=== SELECTED EXTRACT ===

My take: Of course! Just like with any crime or act of wrongdoing that you witness, you don’t necessarily report it (to authorities, or to the press) with proof already in hand. You make the allegation, and leave it to the cops / HR people / journalists / etc. to investigate that allegation. Maybe other FDA staff who were present for the meeting but uncomfortable with the threat being made will snitch when asked about it. Maybe they emailed each other about it and there’s an internal paper trail! An investigation has at least a fighting chance of finding proof, and that’s enough to justify starting one.
Management’s take: The only evidence we have is the word of our own staff. There are no recordings and no paper trail. Without hard evidence, nobody is even going to bother starting an investigation into this.
How much scope is there for speaking out to be counterproductive
My take: Not much. Even if an investigation fails to find any evidence, it should still instil fear in the guilty parties and deter them from making such threats in future—which is still a good outcome. And any public reporting about this threat, even without proof, may encourage other companies that have received similar threats, especially from the same individual FDA employees, to speak up.
Management’s take: Lots. The FDA is a household name that people trust; we are not. The likely outcome of any attempt by us to take action on this is that it ends up in the press, the reporting makes us look like liars with a bad product, the FDA retaliates against us by refusing approvals on future products and thereby wrecks our company, and anyone else who has a similar experience to us in future and thinks of speaking out will look at the fate we suffered and think again.

=== DATA EXCERPTS ===

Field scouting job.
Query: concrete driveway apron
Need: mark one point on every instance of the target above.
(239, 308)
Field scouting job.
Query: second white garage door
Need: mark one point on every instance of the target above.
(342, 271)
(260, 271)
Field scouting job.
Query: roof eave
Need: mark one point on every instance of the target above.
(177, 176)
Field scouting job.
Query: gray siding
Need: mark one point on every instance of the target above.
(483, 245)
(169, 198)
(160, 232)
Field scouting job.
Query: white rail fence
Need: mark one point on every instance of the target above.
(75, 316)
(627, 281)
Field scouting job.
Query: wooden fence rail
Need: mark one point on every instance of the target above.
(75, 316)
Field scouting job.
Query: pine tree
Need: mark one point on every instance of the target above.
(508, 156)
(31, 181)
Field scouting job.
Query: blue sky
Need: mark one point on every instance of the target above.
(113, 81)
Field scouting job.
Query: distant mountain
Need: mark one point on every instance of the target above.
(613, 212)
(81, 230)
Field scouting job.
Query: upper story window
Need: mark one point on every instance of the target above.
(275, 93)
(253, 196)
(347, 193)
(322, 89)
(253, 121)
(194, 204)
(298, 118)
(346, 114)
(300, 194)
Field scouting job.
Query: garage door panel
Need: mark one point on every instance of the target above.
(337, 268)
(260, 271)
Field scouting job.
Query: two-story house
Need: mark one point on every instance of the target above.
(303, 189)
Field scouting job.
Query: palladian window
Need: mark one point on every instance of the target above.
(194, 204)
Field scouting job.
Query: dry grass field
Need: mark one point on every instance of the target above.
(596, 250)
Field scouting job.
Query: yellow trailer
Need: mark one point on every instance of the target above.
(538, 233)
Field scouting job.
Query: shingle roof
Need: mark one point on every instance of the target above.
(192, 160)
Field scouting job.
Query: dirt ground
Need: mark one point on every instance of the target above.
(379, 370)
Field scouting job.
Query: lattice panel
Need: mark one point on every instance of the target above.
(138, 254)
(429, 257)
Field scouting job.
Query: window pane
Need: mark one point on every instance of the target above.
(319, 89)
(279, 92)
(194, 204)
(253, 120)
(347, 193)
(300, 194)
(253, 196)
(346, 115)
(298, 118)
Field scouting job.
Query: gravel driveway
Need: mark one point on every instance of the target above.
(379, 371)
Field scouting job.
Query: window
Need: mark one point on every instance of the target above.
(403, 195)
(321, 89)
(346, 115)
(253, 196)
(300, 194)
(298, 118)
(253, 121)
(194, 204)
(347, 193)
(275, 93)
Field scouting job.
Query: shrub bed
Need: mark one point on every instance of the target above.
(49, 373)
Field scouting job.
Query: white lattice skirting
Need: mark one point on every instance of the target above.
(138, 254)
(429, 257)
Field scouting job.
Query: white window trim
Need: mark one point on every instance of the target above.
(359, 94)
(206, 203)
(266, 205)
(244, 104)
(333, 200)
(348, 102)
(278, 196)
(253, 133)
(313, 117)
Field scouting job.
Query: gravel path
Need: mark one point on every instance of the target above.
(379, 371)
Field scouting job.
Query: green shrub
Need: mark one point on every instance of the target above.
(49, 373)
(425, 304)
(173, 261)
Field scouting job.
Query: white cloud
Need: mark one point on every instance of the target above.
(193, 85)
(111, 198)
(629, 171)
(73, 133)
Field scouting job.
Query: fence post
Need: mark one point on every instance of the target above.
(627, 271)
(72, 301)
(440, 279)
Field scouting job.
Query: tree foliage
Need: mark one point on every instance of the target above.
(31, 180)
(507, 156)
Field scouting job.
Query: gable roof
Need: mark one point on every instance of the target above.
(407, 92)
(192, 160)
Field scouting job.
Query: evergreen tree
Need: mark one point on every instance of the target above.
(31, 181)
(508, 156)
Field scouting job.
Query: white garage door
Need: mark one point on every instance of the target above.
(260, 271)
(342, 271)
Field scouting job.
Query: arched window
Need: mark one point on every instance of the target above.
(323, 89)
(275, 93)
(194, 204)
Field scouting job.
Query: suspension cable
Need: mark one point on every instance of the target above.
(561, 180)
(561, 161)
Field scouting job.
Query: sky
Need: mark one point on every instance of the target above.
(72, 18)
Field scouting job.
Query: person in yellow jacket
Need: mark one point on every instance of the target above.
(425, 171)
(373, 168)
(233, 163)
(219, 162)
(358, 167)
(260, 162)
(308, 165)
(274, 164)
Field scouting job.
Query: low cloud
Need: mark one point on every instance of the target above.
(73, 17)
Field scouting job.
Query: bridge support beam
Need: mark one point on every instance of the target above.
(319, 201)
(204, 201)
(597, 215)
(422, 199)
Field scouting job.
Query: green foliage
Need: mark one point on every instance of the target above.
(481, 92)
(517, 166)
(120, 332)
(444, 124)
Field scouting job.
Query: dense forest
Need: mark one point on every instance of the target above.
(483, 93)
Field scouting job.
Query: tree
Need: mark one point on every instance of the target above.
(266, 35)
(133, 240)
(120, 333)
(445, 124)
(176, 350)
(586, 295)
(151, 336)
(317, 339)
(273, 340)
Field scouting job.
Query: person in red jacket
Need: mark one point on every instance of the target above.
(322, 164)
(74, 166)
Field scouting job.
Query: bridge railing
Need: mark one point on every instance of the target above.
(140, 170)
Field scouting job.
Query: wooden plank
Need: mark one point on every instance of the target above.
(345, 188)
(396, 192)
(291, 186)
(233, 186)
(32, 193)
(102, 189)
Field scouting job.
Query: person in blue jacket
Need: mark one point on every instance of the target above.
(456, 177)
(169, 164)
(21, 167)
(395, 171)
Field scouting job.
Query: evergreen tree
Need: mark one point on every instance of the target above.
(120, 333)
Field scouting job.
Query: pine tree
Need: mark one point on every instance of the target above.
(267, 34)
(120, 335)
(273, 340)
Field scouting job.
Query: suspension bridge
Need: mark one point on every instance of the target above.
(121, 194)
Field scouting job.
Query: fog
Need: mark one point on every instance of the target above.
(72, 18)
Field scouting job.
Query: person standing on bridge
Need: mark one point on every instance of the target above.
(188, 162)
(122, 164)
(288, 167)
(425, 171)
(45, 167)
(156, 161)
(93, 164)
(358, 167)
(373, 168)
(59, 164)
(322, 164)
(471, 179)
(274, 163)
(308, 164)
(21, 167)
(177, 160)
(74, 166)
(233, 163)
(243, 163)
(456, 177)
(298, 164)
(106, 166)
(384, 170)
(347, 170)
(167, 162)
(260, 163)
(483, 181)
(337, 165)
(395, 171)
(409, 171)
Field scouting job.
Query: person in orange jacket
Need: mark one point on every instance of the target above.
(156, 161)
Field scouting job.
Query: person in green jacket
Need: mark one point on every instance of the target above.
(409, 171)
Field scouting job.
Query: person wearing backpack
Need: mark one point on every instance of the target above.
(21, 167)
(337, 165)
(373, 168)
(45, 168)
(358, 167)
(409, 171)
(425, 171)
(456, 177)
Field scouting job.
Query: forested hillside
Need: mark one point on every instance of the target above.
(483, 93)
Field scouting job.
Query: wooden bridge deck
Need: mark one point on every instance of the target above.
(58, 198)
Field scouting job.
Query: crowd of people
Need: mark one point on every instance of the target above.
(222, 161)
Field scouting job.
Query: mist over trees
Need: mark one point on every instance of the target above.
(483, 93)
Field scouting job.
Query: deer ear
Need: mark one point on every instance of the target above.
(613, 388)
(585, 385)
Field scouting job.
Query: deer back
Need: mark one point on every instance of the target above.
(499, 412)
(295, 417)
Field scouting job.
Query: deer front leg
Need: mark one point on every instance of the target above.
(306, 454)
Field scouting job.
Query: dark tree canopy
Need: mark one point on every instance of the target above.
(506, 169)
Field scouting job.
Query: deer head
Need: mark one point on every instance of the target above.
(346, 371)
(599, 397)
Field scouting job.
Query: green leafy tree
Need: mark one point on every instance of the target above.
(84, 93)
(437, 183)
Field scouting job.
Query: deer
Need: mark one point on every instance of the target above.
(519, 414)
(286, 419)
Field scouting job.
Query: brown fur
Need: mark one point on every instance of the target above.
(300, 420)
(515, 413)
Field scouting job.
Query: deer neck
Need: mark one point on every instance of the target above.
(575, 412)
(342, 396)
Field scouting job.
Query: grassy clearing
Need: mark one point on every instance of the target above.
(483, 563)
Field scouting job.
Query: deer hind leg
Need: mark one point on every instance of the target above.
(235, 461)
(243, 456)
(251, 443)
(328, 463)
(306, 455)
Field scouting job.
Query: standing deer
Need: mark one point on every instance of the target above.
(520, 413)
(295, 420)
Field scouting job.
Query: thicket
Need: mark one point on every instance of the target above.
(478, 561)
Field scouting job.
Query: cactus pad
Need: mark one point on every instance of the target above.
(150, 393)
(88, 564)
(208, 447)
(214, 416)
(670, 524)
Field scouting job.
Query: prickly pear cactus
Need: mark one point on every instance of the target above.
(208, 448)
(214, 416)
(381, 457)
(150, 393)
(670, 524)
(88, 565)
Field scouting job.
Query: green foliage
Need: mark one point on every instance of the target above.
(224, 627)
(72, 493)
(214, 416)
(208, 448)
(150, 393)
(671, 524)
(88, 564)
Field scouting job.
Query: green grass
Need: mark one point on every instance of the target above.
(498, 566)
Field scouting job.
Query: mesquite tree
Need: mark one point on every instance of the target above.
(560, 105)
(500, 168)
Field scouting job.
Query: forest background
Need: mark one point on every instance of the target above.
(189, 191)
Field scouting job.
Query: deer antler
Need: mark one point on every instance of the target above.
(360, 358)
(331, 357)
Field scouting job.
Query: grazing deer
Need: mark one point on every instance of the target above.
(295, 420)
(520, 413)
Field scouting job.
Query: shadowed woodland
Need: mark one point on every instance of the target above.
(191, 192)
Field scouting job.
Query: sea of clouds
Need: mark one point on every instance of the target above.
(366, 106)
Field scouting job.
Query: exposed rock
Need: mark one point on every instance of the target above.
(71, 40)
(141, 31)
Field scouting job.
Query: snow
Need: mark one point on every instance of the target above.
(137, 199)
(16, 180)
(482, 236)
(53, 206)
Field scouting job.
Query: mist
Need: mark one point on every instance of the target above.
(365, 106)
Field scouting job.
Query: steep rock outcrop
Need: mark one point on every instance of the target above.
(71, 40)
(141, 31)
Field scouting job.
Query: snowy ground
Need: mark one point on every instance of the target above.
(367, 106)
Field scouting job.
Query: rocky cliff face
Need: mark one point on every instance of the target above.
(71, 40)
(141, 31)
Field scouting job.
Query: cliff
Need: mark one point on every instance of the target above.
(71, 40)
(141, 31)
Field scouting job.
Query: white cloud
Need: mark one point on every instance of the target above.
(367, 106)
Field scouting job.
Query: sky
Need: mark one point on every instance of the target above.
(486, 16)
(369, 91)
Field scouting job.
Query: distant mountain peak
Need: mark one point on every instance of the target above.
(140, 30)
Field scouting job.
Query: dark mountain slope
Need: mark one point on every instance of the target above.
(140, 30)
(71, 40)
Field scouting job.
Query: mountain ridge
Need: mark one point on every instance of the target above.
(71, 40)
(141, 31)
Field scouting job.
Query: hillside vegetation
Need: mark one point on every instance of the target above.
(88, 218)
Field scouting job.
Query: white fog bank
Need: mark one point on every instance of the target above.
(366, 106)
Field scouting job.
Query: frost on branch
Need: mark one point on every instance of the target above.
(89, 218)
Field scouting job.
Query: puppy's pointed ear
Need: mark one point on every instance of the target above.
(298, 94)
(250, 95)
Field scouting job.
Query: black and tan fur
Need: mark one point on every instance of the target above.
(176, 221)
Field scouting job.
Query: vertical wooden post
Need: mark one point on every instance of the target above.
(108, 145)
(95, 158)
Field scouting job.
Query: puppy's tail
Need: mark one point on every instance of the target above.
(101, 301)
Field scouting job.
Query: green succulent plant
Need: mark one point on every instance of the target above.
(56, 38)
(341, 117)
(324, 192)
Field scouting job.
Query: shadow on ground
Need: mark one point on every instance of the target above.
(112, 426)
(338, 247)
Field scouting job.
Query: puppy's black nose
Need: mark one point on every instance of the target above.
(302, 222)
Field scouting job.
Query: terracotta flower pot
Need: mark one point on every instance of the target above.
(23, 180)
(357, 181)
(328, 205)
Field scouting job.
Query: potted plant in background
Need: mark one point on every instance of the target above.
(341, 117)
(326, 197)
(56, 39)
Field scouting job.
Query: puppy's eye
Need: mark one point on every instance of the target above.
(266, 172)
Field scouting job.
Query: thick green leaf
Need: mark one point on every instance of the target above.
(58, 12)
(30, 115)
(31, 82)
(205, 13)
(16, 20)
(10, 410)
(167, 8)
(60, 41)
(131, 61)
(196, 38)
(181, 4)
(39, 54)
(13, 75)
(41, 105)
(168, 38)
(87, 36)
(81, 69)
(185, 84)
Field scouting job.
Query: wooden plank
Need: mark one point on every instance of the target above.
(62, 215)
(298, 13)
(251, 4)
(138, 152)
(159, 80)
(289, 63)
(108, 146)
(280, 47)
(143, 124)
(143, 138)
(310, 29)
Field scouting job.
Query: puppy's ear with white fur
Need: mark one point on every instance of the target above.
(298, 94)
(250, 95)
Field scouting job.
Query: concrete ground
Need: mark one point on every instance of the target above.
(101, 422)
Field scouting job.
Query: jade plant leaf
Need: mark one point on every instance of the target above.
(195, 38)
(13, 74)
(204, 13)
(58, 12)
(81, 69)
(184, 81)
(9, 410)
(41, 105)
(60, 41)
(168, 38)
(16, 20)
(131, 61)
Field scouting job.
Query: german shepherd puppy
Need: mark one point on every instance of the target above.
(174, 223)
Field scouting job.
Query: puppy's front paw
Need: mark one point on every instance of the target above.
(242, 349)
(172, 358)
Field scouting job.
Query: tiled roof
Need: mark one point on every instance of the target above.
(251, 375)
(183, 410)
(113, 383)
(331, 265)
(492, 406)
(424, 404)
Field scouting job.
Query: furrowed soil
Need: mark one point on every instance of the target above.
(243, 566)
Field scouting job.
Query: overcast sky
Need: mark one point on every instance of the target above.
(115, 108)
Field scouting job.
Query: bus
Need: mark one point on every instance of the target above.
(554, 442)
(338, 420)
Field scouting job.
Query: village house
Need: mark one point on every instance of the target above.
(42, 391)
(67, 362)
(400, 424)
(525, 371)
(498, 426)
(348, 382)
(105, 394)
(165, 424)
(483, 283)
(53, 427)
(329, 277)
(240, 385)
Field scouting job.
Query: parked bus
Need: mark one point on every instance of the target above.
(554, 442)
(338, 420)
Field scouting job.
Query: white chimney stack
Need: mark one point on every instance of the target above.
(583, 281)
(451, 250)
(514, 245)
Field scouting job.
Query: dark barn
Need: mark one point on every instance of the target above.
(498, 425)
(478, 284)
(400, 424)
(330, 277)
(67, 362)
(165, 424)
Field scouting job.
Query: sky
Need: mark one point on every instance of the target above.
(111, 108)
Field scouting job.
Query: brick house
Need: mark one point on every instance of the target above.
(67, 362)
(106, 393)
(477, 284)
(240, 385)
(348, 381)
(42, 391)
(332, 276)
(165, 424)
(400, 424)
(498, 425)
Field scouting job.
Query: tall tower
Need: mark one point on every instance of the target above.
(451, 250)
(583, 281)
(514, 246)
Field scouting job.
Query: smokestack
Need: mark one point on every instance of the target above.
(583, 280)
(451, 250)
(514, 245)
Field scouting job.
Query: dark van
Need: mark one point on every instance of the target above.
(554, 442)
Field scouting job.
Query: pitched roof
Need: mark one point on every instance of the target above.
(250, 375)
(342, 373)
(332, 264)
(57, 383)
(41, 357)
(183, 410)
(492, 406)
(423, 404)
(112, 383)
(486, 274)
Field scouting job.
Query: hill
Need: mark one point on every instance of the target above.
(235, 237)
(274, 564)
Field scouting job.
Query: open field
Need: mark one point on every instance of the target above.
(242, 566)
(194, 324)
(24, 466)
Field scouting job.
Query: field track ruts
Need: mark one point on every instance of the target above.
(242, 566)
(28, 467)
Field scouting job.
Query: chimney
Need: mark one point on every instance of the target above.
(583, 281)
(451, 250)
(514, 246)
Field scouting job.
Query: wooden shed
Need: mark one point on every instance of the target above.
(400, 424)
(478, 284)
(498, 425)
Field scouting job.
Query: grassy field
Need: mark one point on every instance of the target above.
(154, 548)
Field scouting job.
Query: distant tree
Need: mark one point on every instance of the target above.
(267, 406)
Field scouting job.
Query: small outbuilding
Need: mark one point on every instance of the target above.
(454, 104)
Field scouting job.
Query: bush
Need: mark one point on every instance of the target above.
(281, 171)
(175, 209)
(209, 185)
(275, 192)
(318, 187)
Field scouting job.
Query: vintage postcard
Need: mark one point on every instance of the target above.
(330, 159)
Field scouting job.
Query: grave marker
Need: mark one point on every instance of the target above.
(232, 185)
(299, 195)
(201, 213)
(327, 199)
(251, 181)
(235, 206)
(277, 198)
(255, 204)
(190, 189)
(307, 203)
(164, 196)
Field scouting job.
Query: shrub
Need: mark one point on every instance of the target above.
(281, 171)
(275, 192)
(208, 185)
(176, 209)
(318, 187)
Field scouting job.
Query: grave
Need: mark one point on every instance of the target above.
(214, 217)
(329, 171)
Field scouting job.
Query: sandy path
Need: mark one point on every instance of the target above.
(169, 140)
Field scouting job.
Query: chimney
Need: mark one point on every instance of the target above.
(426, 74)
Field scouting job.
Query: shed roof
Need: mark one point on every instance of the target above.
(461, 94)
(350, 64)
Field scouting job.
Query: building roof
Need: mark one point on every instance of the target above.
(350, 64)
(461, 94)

===

** ASSIGNMENT **
In the excerpt about the FDA threat, what does management say is the only evidence they have?

** EXERCISE OUTPUT **
The word of their own staff, with no recordings and no paper trail.